◆ Brief A
Answer the following from the passage on Seti II.
(i) During which years did Seti II reign?
(ii) Who were his parents?
(iii) Over which regions did Amenmesse seize control?
◆ Brief B
Carry on the passage on Seti II beyond its final sentence.

:: Supplied text ::

Seti II (or Sethos II) was the fifth pharaoh of the Nineteenth Dynasty of Egypt and reigned from c. 1203 BC to 1197 BC. His throne name, Userkheperure Setepenre, means "Powerful are the manifestations of Re, the chosen one of Re." He was the son of Merneptah and Isetnofret II and occupied the throne during a period known for dynastic intrigue and short reigns, and his rule was no different. Seti II had to deal with many serious plots, most significantly the accession of a rival king named Amenmesse, possibly a half brother, who seized control over Thebes and Nubia in Upper Egypt during his second to fourth regnal years.

:::
:: Dataset ::

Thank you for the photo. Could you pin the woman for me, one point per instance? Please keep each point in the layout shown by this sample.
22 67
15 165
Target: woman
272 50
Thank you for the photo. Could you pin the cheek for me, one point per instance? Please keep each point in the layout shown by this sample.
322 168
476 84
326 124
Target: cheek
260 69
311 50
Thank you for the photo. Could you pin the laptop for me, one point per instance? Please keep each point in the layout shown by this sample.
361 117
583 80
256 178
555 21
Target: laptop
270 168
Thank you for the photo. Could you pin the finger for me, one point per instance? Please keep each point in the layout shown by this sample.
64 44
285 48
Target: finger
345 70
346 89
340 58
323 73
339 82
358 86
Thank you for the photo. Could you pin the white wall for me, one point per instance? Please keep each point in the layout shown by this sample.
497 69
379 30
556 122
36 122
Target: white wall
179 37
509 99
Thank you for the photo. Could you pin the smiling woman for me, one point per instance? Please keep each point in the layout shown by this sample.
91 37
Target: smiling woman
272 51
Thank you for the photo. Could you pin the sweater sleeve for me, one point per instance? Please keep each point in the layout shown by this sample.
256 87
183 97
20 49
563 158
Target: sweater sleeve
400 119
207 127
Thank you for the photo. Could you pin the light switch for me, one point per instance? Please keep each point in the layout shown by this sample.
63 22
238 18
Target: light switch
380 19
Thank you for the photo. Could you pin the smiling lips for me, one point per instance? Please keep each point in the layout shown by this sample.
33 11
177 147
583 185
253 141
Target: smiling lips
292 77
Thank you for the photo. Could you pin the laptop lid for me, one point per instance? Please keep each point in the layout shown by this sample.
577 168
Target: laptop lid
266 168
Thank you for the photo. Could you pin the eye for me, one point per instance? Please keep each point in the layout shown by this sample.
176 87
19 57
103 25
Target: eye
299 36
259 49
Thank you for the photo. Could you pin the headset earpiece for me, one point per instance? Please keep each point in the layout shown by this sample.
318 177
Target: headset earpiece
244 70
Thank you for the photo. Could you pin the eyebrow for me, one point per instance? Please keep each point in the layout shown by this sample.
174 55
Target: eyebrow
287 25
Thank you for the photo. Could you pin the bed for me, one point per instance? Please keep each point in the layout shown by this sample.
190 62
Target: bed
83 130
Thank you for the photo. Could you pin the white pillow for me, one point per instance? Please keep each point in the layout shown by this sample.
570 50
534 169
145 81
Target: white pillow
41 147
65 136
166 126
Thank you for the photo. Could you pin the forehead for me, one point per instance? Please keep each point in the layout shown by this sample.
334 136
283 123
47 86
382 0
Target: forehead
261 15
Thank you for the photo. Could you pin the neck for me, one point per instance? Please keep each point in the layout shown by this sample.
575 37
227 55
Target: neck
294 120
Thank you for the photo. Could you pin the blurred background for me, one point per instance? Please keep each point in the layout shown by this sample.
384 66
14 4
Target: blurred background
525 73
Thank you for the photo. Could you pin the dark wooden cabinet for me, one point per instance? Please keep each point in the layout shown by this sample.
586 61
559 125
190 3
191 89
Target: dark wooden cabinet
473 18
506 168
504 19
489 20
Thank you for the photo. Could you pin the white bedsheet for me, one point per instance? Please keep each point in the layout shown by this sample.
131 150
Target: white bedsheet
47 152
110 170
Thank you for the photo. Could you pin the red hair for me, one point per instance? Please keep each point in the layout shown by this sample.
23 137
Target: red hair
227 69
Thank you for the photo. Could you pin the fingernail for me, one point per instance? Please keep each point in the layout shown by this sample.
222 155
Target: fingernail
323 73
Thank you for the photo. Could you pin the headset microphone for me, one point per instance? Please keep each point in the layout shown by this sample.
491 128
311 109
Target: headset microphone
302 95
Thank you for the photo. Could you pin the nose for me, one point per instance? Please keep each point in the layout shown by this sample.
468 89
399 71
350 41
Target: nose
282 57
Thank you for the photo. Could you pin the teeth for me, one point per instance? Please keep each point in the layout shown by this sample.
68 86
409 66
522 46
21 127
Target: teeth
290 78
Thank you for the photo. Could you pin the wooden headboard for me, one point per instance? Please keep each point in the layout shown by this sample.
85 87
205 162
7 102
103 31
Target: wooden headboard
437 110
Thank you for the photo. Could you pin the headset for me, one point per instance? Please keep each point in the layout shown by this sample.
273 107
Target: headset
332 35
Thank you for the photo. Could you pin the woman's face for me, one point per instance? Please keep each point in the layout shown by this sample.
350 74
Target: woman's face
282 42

:::

◆ Output A
(i) From c. 1203 BC to 1197 BC.
(ii) Merneptah and Isetnofret II.
(iii) Thebes and Nubia, in Upper Egypt.

◆ Output B
==Contest for the throne==
Evidence that Amenmesse was a direct contemporary with Seti II's rule—rather than Seti II's immediate predecessor—includes the fact that Seti II's royal KV15 tomb at Thebes was deliberately vandalised with many of Seti's royal names being carefully erased here during his reign. The erasures were subsequently repaired by Seti II's agents. This suggests that Seti II's reign at Thebes was interrupted by the rise of a rival: king Amenmesse in Upper Egypt. Secondly, the German scholar Wolfgang Helck has shown that Amenmesse is only attested in Upper Egypt by several Year 3 and a single Year 4 ostracas; Helck also noted that no Year 1 or Year 2 ostracas from Deir El Medina could legitimately be assigned to Amenmesse's reign. This conforms well with the clear evidence of Seti II's control over Thebes in his first two years, which is attested by various documents and papyri. In contrast, Seti II is absent from Upper Egypt during his third and fourth years which are notably unattested—presumably because Amenmesse controlled this region during this time. Seti II is only attested in Upper Egypt in Regnal Year 1, 2, 5 and 6 of his reign while the usurper Amenmesse likely seized control of Upper Egypt and the Valley of the Kings sometime between Year 2 until Year 5 of Seti II's reign when he was finally defeated.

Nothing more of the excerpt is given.